— Start of DATA TO USE —
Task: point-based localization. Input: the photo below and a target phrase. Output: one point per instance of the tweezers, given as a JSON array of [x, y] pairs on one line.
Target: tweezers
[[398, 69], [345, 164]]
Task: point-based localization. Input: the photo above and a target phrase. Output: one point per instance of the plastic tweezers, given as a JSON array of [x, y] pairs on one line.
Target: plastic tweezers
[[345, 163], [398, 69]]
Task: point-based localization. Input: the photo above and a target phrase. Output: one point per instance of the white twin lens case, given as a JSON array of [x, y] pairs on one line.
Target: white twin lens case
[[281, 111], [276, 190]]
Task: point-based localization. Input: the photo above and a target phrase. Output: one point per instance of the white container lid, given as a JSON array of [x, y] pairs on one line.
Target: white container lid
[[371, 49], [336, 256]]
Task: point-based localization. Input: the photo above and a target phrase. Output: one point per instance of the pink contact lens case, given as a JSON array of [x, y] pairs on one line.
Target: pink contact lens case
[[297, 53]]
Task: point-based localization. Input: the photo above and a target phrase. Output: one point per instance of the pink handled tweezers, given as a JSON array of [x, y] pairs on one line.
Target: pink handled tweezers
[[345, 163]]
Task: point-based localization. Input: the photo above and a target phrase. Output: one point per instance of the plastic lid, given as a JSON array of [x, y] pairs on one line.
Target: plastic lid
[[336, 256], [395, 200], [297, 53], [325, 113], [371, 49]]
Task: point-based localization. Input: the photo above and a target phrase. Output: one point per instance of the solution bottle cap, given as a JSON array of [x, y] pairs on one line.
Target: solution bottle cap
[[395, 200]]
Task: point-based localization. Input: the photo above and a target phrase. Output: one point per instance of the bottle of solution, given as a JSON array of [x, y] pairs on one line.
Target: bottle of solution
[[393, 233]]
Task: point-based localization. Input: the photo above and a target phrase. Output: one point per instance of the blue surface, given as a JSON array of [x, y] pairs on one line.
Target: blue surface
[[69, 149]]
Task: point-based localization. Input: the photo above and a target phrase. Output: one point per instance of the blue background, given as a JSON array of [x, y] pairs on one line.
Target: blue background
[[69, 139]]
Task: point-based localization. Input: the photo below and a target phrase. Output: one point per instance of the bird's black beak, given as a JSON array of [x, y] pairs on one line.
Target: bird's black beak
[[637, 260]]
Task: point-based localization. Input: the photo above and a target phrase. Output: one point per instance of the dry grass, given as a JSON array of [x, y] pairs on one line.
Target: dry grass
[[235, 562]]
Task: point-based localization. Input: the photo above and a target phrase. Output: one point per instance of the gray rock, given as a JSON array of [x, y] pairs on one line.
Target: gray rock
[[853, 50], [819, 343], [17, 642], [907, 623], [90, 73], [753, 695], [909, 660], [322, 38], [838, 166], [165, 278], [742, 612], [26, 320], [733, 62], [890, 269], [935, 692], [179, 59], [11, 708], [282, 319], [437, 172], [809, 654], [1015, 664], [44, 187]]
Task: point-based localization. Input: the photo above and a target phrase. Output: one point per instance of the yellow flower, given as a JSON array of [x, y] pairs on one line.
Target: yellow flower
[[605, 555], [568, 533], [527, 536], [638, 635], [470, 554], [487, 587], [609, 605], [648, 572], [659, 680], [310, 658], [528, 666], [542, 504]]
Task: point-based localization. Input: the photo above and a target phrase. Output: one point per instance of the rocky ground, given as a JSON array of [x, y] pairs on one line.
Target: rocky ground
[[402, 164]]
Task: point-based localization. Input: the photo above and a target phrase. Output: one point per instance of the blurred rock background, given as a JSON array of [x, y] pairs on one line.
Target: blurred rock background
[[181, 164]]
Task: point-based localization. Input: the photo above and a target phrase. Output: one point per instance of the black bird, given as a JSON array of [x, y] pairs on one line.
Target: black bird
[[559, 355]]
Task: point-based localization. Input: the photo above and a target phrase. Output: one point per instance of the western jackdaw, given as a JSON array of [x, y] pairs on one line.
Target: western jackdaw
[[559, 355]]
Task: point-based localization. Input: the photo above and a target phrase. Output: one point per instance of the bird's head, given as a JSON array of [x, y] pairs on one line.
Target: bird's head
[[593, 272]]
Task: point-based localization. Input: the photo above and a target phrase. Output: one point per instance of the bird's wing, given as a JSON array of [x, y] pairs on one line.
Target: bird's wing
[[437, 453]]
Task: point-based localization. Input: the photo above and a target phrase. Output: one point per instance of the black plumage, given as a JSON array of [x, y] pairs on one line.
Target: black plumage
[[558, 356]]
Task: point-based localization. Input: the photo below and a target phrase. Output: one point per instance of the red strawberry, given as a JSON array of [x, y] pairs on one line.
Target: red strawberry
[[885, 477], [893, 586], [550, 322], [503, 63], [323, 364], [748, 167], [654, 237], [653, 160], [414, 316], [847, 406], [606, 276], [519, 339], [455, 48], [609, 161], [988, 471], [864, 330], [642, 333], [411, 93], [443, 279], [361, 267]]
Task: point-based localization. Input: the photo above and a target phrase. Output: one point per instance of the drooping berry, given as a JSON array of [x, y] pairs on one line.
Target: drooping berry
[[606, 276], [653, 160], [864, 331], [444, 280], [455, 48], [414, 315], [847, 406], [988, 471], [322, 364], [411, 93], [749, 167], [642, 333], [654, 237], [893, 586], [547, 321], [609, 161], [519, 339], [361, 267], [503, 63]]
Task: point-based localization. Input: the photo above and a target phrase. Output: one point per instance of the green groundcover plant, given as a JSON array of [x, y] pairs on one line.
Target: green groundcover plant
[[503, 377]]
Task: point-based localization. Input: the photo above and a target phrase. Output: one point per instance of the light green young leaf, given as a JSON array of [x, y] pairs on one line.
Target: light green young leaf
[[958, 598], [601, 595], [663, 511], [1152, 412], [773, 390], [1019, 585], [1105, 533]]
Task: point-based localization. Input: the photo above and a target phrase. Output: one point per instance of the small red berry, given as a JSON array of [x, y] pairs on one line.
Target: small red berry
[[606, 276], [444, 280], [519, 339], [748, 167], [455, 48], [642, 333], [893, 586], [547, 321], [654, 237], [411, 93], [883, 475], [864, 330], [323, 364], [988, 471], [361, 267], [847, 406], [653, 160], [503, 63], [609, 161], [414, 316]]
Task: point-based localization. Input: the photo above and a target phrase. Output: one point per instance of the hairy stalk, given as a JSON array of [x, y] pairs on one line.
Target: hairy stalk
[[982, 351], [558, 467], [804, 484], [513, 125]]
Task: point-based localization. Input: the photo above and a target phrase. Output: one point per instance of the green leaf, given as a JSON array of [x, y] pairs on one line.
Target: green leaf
— End of DATA TO USE —
> [GIVEN REQUEST]: Render every line of the rows above as a JSON list of strings, one string per line, with blank lines omitted.

> [ANSWER TO THE TASK]:
[
  "Task: point-based localization. Input: the photo below and a target phrase. Output: one point per instance of the tweezers, given as a JSON array of [x, y] pairs on one line.",
  "Target: tweezers",
  "[[398, 69], [345, 164]]",
  "Task: point-based localization. Input: the photo above and a target phrase. Output: one point per instance of the plastic tweezers, given as a JSON array of [x, y] pairs on one line.",
  "Target: plastic tweezers",
  "[[345, 163], [398, 69]]",
  "Task: point-based localization. Input: the photo above and a target phrase. Output: one point per instance of the white twin lens case, given as a JSON array of [x, y] pairs on one line.",
  "Target: white twin lens case",
  "[[281, 111], [276, 190]]",
  "Task: point-based localization. Input: the photo above and a target phrase. Output: one point per instance of the white container lid, given as a JSON array of [x, y] pairs on one line.",
  "Target: white container lid",
  "[[371, 49], [336, 256]]",
  "Task: point-based localization. Input: the photo above and a target phrase. Output: one point per instance of the pink contact lens case, given as a JSON array of [x, y] pairs on one line.",
  "Target: pink contact lens case",
  "[[297, 53]]",
  "Task: point-based localization. Input: the photo above and a target phrase. Output: one point per instance of the pink handled tweezers, given as a JSON array of [x, y] pairs on one line.",
  "Target: pink handled tweezers",
  "[[345, 163]]",
  "Task: point-based localization. Input: the photo above and a target phrase. Output: one point per instance of the plastic lid, given as a JSON array of [x, y] pairs on one line.",
  "Target: plastic lid",
  "[[336, 256], [395, 200], [297, 53], [325, 113], [371, 49]]",
  "Task: point-based localization. Input: the photo above and a target phrase. Output: one point per instance of the solution bottle cap, given as a JSON array of [x, y] pairs on one line.",
  "Target: solution bottle cap",
  "[[395, 200]]",
  "Task: point-based localization. Input: the photo above and a target phrase. Output: one point per instance of the bottle of solution, given as a JSON array of [x, y] pairs on one line.",
  "Target: bottle of solution",
  "[[393, 233]]",
  "Task: point-based localization. Input: the photo above and a target phrase. Output: one point per instance of the blue surface, given as a JSON array of [x, y] pairs on one line.",
  "Target: blue surface",
  "[[69, 149]]",
  "Task: point-based localization. Input: the photo above and a target phrase. Output: one point per instance of the blue background, given as a JSON array of [x, y] pairs on one line.",
  "Target: blue background",
  "[[69, 139]]",
  "Task: point-based localization. Input: the photo below and a target phrase. Output: one point per instance of the bird's black beak, given as a JSON array of [x, y] pairs on one line.",
  "Target: bird's black beak",
  "[[637, 260]]",
  "Task: point-based localization. Input: the photo above and a target phrase. Output: one point per instance of the dry grass, given as a JSON array of [x, y] pairs on one line.",
  "Target: dry grass",
  "[[235, 562]]",
  "Task: point-based localization. Input: the photo above and a target phrase. Output: one point per instance of the gray rock, given as a JSON array of [x, y] pairs on one line.",
  "Target: gray rock",
  "[[853, 50], [819, 343], [17, 642], [907, 623], [90, 73], [753, 695], [909, 660], [322, 38], [838, 166], [165, 278], [742, 612], [26, 320], [733, 62], [890, 269], [935, 692], [179, 59], [11, 708], [282, 319], [437, 172], [809, 654], [1015, 664], [44, 187]]",
  "Task: point-based localization. Input: the photo above and a target phrase. Output: one point per instance of the yellow flower, given as a JSON array of [x, y] pairs on one line.",
  "Target: yellow flower",
  "[[605, 555], [568, 533], [527, 536], [638, 635], [470, 554], [487, 587], [609, 605], [648, 572], [659, 680], [310, 658], [528, 666], [542, 504]]",
  "Task: point-based localization. Input: the photo above and a target phrase. Output: one point per instance of the rocky ground, given as a JSON array of [x, y] pairs on one line.",
  "Target: rocky ground",
  "[[402, 164]]",
  "Task: point-based localization. Input: the photo above and a target phrase. Output: one point per instance of the blurred rock background, given as a JSON array of [x, y] pairs on one line.",
  "Target: blurred rock background",
  "[[181, 164]]",
  "Task: point-based localization. Input: the photo above and a target phrase. Output: one point per instance of the black bird, given as a JSON array of [x, y] pairs on one line.",
  "Target: black bird",
  "[[559, 355]]",
  "Task: point-based localization. Input: the photo above and a target phrase. Output: one point per instance of the western jackdaw, given as a JSON array of [x, y] pairs on one line.",
  "Target: western jackdaw",
  "[[559, 355]]",
  "Task: point-based localization. Input: the photo above and a target phrase. Output: one point per instance of the bird's head, given as a JSON array of [x, y] pairs on one line.",
  "Target: bird's head",
  "[[593, 272]]",
  "Task: point-based localization. Input: the photo above and a target phrase. Output: one point per instance of the bird's wing, given as a JSON array of [x, y] pairs on one line.",
  "Target: bird's wing",
  "[[437, 453]]",
  "Task: point-based localization. Input: the photo above and a target phrase. Output: one point per instance of the black plumage, given as a JSON array of [x, y] pairs on one line.",
  "Target: black plumage",
  "[[558, 356]]",
  "Task: point-based localization. Input: the photo below and a target phrase. Output: one point per instance of the red strawberry, given as a JSON array of [x, y] pairs on one line.",
  "Target: red strawberry",
  "[[885, 477], [893, 586], [550, 322], [503, 63], [323, 364], [748, 167], [654, 237], [653, 160], [414, 316], [847, 406], [606, 276], [519, 339], [455, 48], [609, 161], [988, 471], [864, 330], [642, 333], [411, 93], [443, 279], [361, 267]]",
  "Task: point-based localization. Input: the photo above and a target phrase. Output: one point per instance of the drooping berry, given as a JSON array of [x, y] pairs on one line.",
  "Target: drooping berry",
  "[[606, 276], [653, 160], [864, 331], [444, 280], [455, 48], [414, 315], [847, 406], [988, 471], [322, 364], [411, 93], [749, 167], [642, 333], [654, 237], [893, 586], [547, 321], [609, 161], [519, 339], [361, 267], [503, 63]]",
  "Task: point-based localization. Input: the photo above and a target phrase. Output: one point per instance of the green groundcover plant, given as a JSON array of [x, y] pairs on one line.",
  "Target: green groundcover plant",
  "[[503, 377]]",
  "Task: point-based localization. Input: the photo above and a target phrase. Output: one point per instance of the light green young leaf, given as a JSON array of [x, y] pairs on one line.",
  "Target: light green young leaf",
  "[[958, 598], [601, 595], [663, 511], [1152, 412], [773, 390], [1019, 585], [1105, 533]]",
  "Task: point-based localization. Input: the photo above and a target phrase. Output: one point per instance of the small red berry, given as a JSON array of [x, y] pairs on one line.",
  "Target: small red berry",
  "[[606, 276], [444, 280], [519, 339], [748, 167], [455, 48], [642, 333], [893, 586], [547, 321], [654, 237], [411, 93], [883, 475], [864, 330], [323, 364], [988, 471], [361, 267], [847, 406], [653, 160], [503, 63], [609, 161], [414, 316]]",
  "Task: point-based localization. Input: the photo above and a target phrase. Output: one point per instance of the hairy stalk, given as a JSON array of [x, y] pairs on one line.",
  "Target: hairy stalk",
  "[[982, 351], [558, 467], [804, 484], [513, 125]]",
  "Task: point-based localization. Input: the photo above and a target phrase. Output: one point per instance of the green leaf, given as a JSON array of [x, y] pairs on one line.",
  "Target: green leaf"
]